(GIVEN EXERCISE)
Could you transcribe the entire listing below word for word, omitting the pictures from your copy?

(RAW RECORDS)
----
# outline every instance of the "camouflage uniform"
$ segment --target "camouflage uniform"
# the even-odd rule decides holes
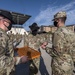
[[[58,12],[54,18],[66,17],[65,12]],[[46,51],[52,56],[52,75],[74,75],[75,34],[65,26],[59,26],[52,38],[52,49]]]
[[[40,48],[40,45],[47,41],[47,34],[37,34],[36,36],[33,36],[31,33],[29,35],[25,36],[25,45],[28,45],[29,47],[38,50]],[[33,59],[30,61],[30,75],[37,75],[37,72],[39,70],[40,66],[40,57]]]
[[[6,32],[0,29],[0,75],[9,75],[14,68],[13,46]]]
[[[52,56],[52,75],[73,75],[74,64],[72,60],[74,33],[66,27],[60,27],[53,37],[53,48],[46,48]]]

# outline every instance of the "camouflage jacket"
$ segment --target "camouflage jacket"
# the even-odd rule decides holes
[[[59,27],[53,34],[52,49],[47,47],[52,56],[54,75],[73,75],[73,59],[75,58],[75,34],[65,26]],[[73,58],[73,59],[72,59]]]
[[[0,29],[0,73],[7,72],[9,75],[14,67],[13,54],[12,42],[6,32]]]
[[[34,48],[38,50],[40,45],[45,42],[50,40],[50,35],[45,33],[45,34],[37,34],[36,36],[33,36],[32,34],[25,35],[24,38],[24,43],[25,45],[28,45],[31,48]]]

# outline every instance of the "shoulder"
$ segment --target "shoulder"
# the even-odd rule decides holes
[[[8,38],[7,33],[0,29],[0,38]]]

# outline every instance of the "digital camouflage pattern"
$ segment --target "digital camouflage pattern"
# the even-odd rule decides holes
[[[13,46],[8,35],[0,29],[0,75],[9,75],[14,67]]]
[[[37,34],[36,36],[33,36],[30,33],[29,35],[25,34],[24,36],[25,36],[25,38],[24,38],[25,45],[28,45],[29,47],[31,47],[37,51],[43,42],[45,42],[45,41],[48,42],[50,40],[50,38],[49,38],[50,35],[47,35],[46,33]],[[40,66],[40,57],[30,61],[30,75],[37,75],[39,66]]]
[[[52,56],[52,75],[74,75],[75,34],[67,27],[59,27],[53,34],[52,49],[46,51]]]

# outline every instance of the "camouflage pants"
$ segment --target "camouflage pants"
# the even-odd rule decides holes
[[[29,75],[37,75],[40,66],[40,57],[30,60]]]

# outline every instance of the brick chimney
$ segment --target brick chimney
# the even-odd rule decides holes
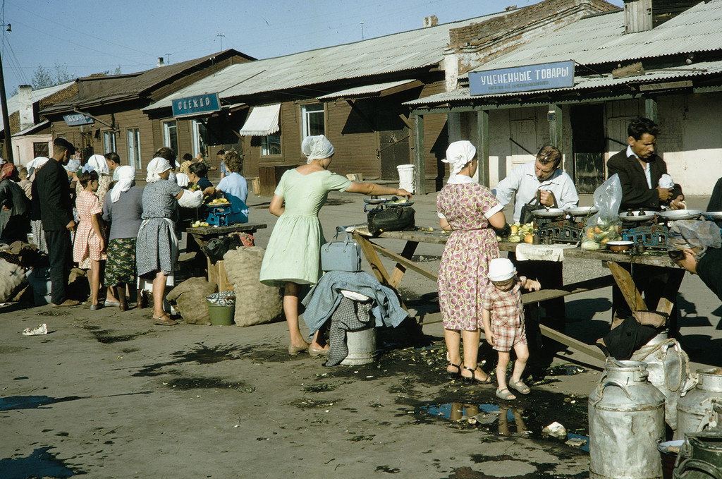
----
(ANSWER FOR THE TASK)
# outline every instance of the "camouflage uniform"
$ segment --target "camouflage uniform"
# the even-odd rule decides holes
[[[58,12],[54,18],[66,17],[65,12]],[[46,51],[52,56],[52,75],[74,75],[75,34],[65,26],[59,26],[52,38],[52,49]]]
[[[40,48],[40,45],[47,41],[47,34],[37,34],[36,36],[33,36],[31,33],[29,35],[25,36],[25,45],[28,45],[29,47],[38,50]],[[33,59],[30,61],[30,75],[37,75],[37,72],[39,70],[40,66],[40,57]]]
[[[6,32],[0,29],[0,75],[9,75],[14,68],[13,46]]]
[[[52,56],[52,75],[73,75],[74,64],[72,60],[74,33],[66,27],[60,27],[53,37],[53,48],[46,48]]]

# outline every instance of the "camouflage jacket"
$ segment --target "camouflage jacket"
# the even-odd rule decides holes
[[[59,27],[53,34],[52,49],[47,47],[52,56],[54,75],[73,75],[73,59],[75,58],[75,34],[65,26]],[[73,58],[73,59],[72,59]]]
[[[0,29],[0,73],[7,72],[9,75],[14,67],[13,54],[12,42],[6,32]]]
[[[34,48],[38,50],[40,45],[45,42],[50,40],[50,35],[45,33],[45,34],[37,34],[36,36],[33,36],[32,34],[25,35],[24,38],[24,43],[25,45],[28,45],[31,48]]]

# outline every instance of the "shoulder"
$ segment --target "shoulder"
# the even-odd rule decides holes
[[[8,38],[7,33],[0,29],[0,38]]]

# outline every instance of the "digital camouflage pattern"
$ segment --target "digital camouflage pattern"
# the even-odd rule decides holes
[[[13,46],[8,35],[0,29],[0,75],[9,75],[14,67]]]
[[[37,34],[36,36],[33,36],[30,33],[29,35],[25,34],[24,36],[25,36],[25,38],[24,38],[25,45],[28,45],[29,47],[31,47],[37,51],[43,42],[45,42],[45,41],[48,42],[50,40],[50,38],[49,38],[50,35],[47,35],[46,33]],[[40,66],[40,57],[30,61],[30,75],[37,75],[39,66]]]
[[[52,56],[52,75],[74,75],[75,34],[67,27],[59,27],[53,34],[52,49],[46,51]]]

# outline every instance of the "camouflage pants"
$ segment --target "camouflage pants"
# the even-odd rule decides holes
[[[29,75],[37,75],[40,66],[40,57],[30,60]]]

# outline every instance of the brick chimney
$ segment --target brick chimney
# the even-odd rule decides holes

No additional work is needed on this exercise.